▶ EXERCISE PROMPT
Write out exactly the lines below that run from the one containing "pixel 316 81." through the one containing "Task: tag every instance of the small", both included, with no other lines.

Collection entries:

[Start of section]

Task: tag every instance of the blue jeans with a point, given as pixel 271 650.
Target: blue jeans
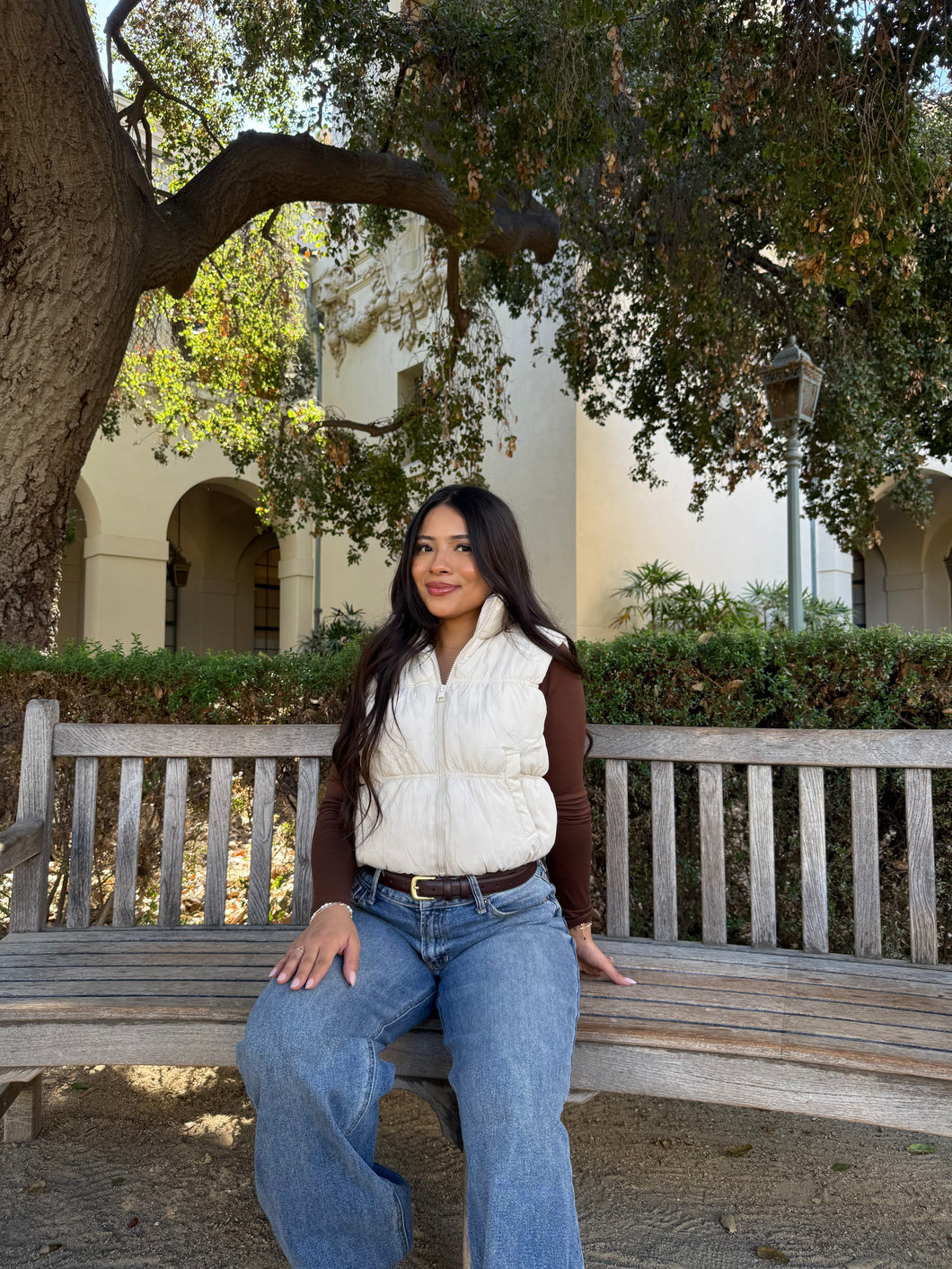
pixel 501 971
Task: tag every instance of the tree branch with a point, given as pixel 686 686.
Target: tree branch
pixel 136 110
pixel 260 172
pixel 371 429
pixel 461 315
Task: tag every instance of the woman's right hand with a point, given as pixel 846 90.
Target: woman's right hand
pixel 331 933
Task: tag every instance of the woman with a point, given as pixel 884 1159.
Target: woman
pixel 457 768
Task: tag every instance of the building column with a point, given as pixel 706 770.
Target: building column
pixel 834 568
pixel 296 574
pixel 125 590
pixel 905 599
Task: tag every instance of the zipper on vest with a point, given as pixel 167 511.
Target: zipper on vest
pixel 441 782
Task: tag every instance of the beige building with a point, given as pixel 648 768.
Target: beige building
pixel 175 556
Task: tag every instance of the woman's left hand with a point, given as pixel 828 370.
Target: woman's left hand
pixel 593 964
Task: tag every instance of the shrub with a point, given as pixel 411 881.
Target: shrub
pixel 831 678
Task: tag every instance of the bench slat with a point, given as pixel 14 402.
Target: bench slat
pixel 309 777
pixel 866 863
pixel 714 903
pixel 773 746
pixel 617 897
pixel 921 867
pixel 84 824
pixel 893 1023
pixel 128 842
pixel 813 859
pixel 28 894
pixel 260 878
pixel 172 842
pixel 216 868
pixel 663 850
pixel 192 740
pixel 763 903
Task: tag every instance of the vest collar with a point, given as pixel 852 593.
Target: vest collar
pixel 491 617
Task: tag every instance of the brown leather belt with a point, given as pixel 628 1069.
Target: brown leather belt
pixel 421 886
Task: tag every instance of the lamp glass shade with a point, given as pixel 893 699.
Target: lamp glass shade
pixel 782 399
pixel 792 384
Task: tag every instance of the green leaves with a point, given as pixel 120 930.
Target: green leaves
pixel 722 177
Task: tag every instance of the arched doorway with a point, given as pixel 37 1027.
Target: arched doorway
pixel 214 593
pixel 906 577
pixel 267 598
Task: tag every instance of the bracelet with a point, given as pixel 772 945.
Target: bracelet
pixel 333 903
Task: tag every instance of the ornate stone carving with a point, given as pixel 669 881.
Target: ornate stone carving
pixel 405 286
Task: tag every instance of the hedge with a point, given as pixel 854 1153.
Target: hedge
pixel 884 678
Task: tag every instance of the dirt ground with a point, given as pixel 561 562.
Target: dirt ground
pixel 141 1167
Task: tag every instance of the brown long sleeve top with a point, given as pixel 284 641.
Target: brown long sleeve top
pixel 569 862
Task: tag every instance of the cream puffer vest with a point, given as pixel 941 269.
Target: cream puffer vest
pixel 460 767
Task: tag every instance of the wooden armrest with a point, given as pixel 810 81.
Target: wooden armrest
pixel 21 842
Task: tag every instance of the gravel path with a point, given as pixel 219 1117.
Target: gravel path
pixel 141 1167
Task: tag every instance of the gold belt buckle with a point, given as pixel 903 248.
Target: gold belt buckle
pixel 420 877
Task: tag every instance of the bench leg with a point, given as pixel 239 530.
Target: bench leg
pixel 441 1097
pixel 23 1117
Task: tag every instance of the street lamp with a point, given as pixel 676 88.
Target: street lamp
pixel 792 383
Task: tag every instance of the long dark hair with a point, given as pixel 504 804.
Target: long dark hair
pixel 500 558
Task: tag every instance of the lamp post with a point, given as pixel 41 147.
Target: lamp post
pixel 792 383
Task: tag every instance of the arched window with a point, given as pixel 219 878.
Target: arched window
pixel 267 602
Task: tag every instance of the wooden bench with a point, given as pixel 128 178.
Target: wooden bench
pixel 851 1037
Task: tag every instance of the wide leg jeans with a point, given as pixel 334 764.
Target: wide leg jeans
pixel 501 971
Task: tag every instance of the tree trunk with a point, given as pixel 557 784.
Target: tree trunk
pixel 74 206
pixel 82 237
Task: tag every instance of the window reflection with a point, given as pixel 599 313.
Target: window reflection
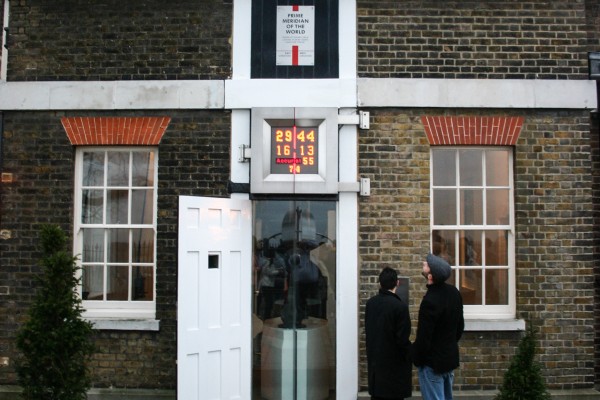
pixel 294 298
pixel 117 218
pixel 461 232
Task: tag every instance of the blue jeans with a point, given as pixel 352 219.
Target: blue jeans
pixel 435 386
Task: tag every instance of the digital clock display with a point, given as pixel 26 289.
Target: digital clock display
pixel 294 150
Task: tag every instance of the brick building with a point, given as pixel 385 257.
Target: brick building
pixel 464 128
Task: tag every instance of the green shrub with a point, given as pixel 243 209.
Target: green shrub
pixel 55 342
pixel 523 379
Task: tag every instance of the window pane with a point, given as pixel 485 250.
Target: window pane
pixel 497 207
pixel 92 279
pixel 118 245
pixel 117 280
pixel 93 169
pixel 93 245
pixel 141 206
pixel 444 207
pixel 471 207
pixel 92 206
pixel 470 248
pixel 496 168
pixel 471 167
pixel 117 206
pixel 143 245
pixel 496 248
pixel 142 169
pixel 443 245
pixel 444 167
pixel 470 286
pixel 118 169
pixel 496 287
pixel 143 284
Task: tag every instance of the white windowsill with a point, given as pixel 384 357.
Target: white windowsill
pixel 125 324
pixel 494 325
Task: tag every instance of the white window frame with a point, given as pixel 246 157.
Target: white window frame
pixel 483 312
pixel 105 309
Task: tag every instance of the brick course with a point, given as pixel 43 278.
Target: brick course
pixel 472 39
pixel 89 40
pixel 554 226
pixel 193 160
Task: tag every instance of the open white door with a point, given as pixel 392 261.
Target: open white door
pixel 214 300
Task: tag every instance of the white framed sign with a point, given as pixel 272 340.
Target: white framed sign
pixel 295 44
pixel 294 150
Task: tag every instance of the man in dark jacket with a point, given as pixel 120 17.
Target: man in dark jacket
pixel 440 327
pixel 387 328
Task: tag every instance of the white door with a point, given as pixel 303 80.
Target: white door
pixel 214 301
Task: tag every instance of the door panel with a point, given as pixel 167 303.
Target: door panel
pixel 294 307
pixel 213 313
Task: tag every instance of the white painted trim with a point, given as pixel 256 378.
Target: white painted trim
pixel 125 324
pixel 347 39
pixel 4 61
pixel 242 38
pixel 111 95
pixel 240 135
pixel 477 93
pixel 347 334
pixel 495 325
pixel 250 93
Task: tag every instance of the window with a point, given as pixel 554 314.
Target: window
pixel 472 225
pixel 115 231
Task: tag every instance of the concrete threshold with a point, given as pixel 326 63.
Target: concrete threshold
pixel 14 393
pixel 573 394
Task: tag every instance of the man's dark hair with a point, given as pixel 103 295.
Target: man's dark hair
pixel 388 278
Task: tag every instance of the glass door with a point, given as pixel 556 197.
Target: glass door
pixel 293 321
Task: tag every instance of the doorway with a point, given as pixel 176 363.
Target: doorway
pixel 293 303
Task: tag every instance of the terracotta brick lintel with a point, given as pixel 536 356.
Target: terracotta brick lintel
pixel 472 130
pixel 132 131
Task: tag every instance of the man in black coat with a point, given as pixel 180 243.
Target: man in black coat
pixel 387 328
pixel 440 327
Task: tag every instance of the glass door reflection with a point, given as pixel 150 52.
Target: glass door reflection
pixel 294 299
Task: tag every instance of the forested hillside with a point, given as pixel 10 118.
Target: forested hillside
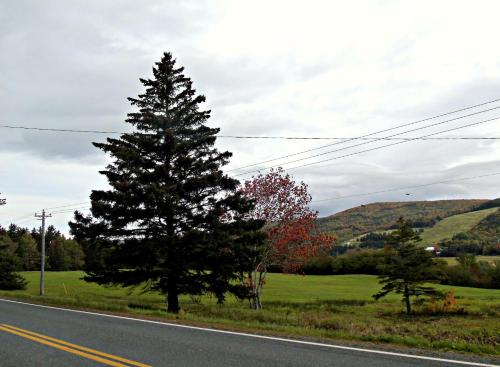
pixel 379 216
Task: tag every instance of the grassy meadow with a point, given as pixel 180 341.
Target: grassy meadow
pixel 338 307
pixel 446 228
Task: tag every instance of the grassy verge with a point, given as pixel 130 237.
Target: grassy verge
pixel 337 307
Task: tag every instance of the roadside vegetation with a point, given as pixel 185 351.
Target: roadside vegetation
pixel 338 307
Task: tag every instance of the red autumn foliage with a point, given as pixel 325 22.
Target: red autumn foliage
pixel 293 237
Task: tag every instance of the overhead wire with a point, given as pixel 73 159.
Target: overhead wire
pixel 378 132
pixel 405 187
pixel 369 150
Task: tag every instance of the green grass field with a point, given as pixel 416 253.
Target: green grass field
pixel 453 260
pixel 446 228
pixel 338 307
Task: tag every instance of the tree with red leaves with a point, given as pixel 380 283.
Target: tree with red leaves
pixel 292 234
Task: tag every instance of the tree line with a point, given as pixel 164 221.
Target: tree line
pixel 23 246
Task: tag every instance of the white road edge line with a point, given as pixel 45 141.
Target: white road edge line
pixel 333 346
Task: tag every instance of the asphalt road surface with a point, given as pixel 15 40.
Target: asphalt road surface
pixel 33 335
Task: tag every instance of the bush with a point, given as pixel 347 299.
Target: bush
pixel 9 279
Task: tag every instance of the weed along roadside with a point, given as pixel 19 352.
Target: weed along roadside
pixel 336 307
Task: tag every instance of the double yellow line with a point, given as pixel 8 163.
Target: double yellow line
pixel 84 352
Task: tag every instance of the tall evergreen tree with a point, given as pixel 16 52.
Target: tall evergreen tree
pixel 172 219
pixel 9 279
pixel 407 267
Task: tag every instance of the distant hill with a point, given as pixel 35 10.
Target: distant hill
pixel 381 216
pixel 471 222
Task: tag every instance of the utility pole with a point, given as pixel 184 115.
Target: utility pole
pixel 42 267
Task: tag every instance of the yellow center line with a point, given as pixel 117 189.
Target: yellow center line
pixel 71 348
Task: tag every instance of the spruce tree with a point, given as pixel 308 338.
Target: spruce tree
pixel 9 279
pixel 171 221
pixel 407 267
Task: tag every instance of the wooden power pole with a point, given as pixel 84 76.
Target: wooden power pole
pixel 42 264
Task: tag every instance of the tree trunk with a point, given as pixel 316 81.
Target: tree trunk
pixel 258 279
pixel 407 300
pixel 173 299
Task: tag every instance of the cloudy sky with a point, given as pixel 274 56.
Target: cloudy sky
pixel 268 68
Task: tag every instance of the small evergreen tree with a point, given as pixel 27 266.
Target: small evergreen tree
pixel 172 220
pixel 27 252
pixel 407 267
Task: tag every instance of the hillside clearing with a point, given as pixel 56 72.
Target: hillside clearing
pixel 448 227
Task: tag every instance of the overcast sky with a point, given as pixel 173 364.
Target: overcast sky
pixel 284 68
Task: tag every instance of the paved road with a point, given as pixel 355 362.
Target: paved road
pixel 37 336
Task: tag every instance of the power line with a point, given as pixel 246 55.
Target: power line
pixel 60 130
pixel 353 138
pixel 65 206
pixel 360 144
pixel 405 188
pixel 376 148
pixel 373 133
pixel 237 136
pixel 249 136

[End of section]

▶ EXPECTED OUTPUT
Task: tag every instance of the tree trunk with a point, given as pixel 316 81.
Target: tree trunk
pixel 258 279
pixel 407 300
pixel 173 299
Task: tag every instance of the cloudy sky with a point, given as pixel 274 56.
Target: cloudy sky
pixel 268 68
Task: tag every instance of the small evergreen tree with a point, given as pixel 27 266.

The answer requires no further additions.